▶ _PROBLEM_: Please retype only the lines below that run from the one containing "[point] every instance of the white countertop" through the last line, both included, without altering a word.

[TASK INPUTS — start]

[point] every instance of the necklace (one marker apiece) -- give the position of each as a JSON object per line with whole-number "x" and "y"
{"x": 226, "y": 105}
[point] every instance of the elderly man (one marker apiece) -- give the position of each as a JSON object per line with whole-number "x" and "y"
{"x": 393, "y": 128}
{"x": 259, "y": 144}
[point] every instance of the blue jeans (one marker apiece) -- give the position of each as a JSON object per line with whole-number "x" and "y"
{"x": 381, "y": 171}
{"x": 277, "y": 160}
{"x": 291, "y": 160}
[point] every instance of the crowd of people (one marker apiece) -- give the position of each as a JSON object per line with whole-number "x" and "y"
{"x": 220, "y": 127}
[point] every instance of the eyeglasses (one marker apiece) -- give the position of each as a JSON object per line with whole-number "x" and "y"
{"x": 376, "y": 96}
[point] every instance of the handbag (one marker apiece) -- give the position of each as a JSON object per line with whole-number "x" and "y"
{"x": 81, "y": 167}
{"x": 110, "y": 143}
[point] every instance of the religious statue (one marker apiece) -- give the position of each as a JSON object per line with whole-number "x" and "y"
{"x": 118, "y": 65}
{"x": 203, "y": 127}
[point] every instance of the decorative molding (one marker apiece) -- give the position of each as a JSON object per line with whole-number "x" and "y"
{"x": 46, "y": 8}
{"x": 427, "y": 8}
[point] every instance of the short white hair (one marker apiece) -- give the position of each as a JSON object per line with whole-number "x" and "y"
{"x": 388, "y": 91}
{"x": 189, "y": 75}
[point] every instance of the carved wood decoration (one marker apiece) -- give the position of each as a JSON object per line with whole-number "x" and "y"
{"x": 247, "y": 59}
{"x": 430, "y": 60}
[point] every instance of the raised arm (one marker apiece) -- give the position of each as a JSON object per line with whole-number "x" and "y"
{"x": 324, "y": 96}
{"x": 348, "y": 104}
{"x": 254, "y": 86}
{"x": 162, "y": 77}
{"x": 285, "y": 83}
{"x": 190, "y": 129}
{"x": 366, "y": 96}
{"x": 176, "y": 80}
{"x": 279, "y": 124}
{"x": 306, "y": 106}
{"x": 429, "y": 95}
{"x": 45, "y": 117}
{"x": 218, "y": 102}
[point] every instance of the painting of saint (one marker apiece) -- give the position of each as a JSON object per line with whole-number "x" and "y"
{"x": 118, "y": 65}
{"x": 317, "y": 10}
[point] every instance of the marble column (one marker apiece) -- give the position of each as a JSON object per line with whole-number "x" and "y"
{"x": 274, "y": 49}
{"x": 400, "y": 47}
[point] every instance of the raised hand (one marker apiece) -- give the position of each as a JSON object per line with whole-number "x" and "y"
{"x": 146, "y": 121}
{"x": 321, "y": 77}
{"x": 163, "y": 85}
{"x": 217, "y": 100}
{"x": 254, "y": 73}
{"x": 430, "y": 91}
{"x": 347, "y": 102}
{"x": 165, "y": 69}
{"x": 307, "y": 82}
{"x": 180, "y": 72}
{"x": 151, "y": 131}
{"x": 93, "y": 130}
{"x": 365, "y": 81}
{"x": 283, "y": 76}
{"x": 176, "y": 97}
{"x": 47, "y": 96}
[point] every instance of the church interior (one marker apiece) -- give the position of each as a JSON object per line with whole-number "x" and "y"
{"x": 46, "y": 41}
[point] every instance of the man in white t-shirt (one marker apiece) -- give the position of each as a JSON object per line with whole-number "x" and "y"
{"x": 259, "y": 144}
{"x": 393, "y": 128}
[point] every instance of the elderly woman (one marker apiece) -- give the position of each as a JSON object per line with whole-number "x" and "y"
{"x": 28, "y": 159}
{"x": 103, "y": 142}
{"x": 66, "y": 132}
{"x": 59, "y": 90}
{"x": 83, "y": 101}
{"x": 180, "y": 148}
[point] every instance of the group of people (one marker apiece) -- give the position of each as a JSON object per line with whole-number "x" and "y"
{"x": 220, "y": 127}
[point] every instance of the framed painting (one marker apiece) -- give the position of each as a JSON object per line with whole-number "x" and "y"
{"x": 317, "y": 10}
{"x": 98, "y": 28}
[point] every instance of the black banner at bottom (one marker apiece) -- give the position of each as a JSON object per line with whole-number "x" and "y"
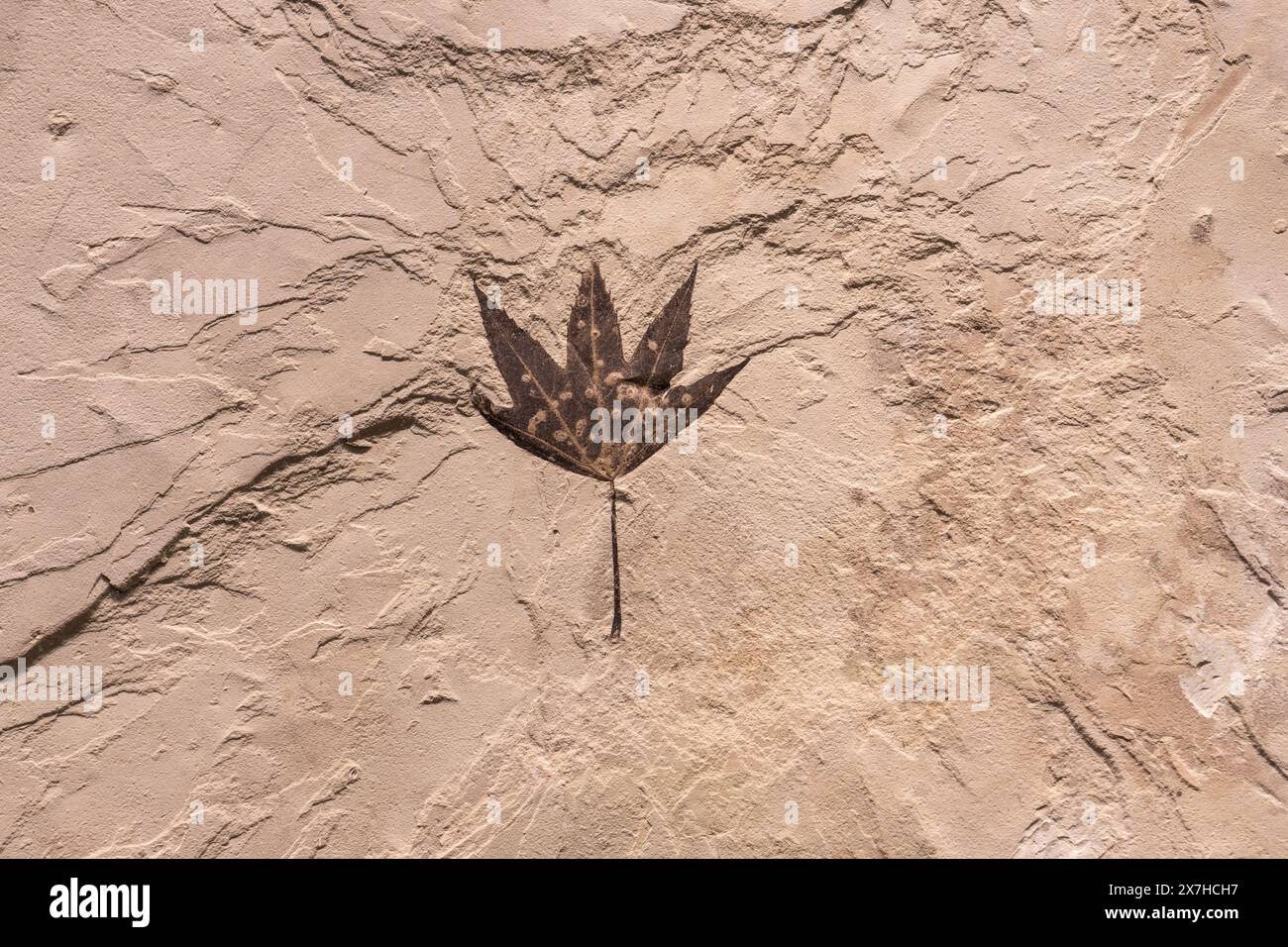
{"x": 333, "y": 896}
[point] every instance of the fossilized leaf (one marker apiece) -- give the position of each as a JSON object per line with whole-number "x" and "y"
{"x": 552, "y": 406}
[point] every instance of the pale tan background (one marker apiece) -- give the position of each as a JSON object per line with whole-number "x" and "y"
{"x": 1112, "y": 728}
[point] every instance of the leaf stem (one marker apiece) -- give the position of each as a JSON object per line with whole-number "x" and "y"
{"x": 616, "y": 633}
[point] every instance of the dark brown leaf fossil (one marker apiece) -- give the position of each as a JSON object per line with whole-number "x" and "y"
{"x": 599, "y": 415}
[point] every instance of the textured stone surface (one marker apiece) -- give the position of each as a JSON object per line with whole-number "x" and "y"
{"x": 940, "y": 455}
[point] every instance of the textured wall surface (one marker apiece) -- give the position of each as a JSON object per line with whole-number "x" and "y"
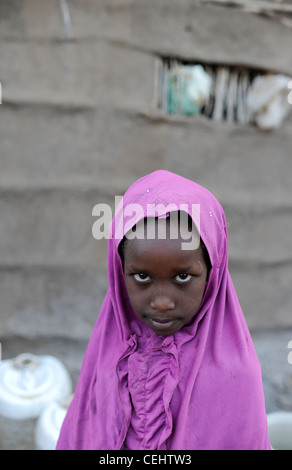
{"x": 79, "y": 123}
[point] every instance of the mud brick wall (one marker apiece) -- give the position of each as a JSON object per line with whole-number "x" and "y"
{"x": 79, "y": 123}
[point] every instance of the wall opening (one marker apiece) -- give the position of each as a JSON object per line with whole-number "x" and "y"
{"x": 215, "y": 91}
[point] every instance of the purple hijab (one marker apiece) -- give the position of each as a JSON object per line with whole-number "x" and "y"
{"x": 200, "y": 388}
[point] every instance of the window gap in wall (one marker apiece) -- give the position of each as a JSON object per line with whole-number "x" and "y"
{"x": 218, "y": 92}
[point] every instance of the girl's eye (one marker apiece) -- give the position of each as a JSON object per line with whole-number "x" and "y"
{"x": 141, "y": 277}
{"x": 183, "y": 277}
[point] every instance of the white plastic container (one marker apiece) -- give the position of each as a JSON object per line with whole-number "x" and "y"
{"x": 49, "y": 424}
{"x": 280, "y": 430}
{"x": 29, "y": 382}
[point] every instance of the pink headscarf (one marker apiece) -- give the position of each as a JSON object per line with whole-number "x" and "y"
{"x": 200, "y": 388}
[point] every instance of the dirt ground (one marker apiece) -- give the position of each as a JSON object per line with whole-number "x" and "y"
{"x": 271, "y": 346}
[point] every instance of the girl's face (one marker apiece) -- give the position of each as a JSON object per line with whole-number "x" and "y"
{"x": 165, "y": 284}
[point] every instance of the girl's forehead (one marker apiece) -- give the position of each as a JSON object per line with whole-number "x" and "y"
{"x": 148, "y": 251}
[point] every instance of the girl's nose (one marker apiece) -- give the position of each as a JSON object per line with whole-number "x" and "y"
{"x": 162, "y": 303}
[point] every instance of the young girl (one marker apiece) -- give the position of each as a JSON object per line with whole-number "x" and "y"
{"x": 170, "y": 364}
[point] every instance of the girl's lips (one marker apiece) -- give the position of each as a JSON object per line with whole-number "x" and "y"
{"x": 161, "y": 325}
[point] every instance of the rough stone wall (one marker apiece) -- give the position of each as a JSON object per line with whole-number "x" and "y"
{"x": 79, "y": 123}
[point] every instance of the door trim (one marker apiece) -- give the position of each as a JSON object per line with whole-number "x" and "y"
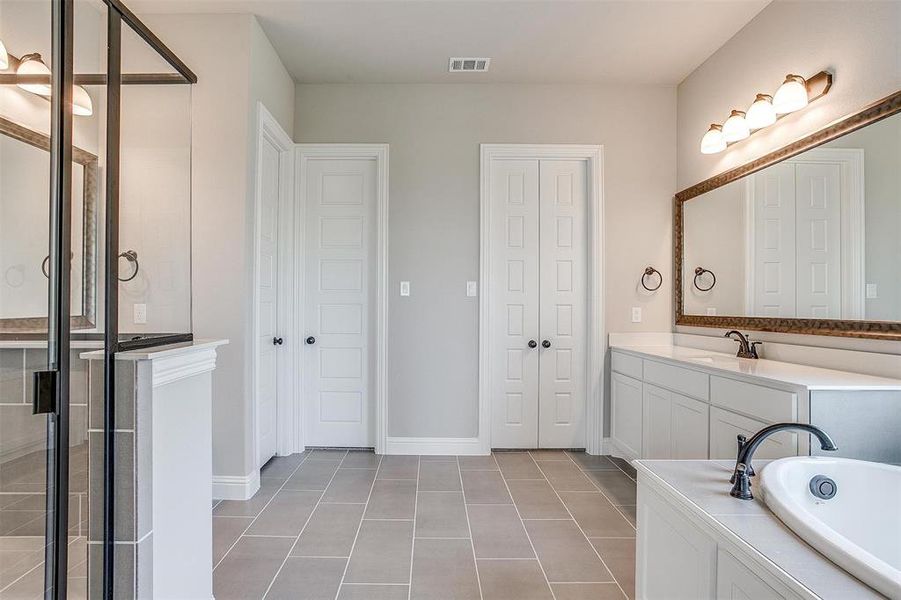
{"x": 596, "y": 342}
{"x": 270, "y": 131}
{"x": 379, "y": 153}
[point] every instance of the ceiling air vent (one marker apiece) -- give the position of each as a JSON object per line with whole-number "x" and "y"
{"x": 469, "y": 65}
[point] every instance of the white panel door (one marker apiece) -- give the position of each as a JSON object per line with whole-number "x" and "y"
{"x": 514, "y": 305}
{"x": 818, "y": 226}
{"x": 267, "y": 294}
{"x": 562, "y": 302}
{"x": 339, "y": 301}
{"x": 774, "y": 242}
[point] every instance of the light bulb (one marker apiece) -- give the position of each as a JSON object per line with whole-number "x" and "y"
{"x": 81, "y": 102}
{"x": 33, "y": 65}
{"x": 761, "y": 113}
{"x": 736, "y": 128}
{"x": 713, "y": 141}
{"x": 791, "y": 95}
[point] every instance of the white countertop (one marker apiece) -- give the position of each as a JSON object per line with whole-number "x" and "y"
{"x": 702, "y": 487}
{"x": 813, "y": 378}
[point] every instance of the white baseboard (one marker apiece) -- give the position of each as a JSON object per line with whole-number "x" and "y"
{"x": 236, "y": 487}
{"x": 427, "y": 446}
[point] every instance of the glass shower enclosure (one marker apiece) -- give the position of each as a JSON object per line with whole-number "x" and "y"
{"x": 95, "y": 243}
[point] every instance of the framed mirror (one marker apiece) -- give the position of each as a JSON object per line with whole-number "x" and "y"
{"x": 803, "y": 240}
{"x": 24, "y": 189}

[TASK INPUTS — finish]

▶ _SOLUTION TO THIS PROBLEM_:
[point] every instance of the white countertop (one marker apiece) -- give the position of each as a JSON object per line with whole-number "x" and "y"
{"x": 702, "y": 487}
{"x": 813, "y": 378}
[point] every instance of the white baseboard (one marker apiece) -- give the position of each as a JSON object per line with whole-number "x" and "y"
{"x": 236, "y": 487}
{"x": 427, "y": 446}
[point] every instance of the glass shower enclosure (one marker apiece) -- give the position of each as a JSON object per line with whole-number "x" and "y"
{"x": 95, "y": 243}
[point] every instance of the framed mirror (one marker apiece) -- give the position of each as a JSON object per line with whole-number "x" and "y"
{"x": 803, "y": 240}
{"x": 24, "y": 189}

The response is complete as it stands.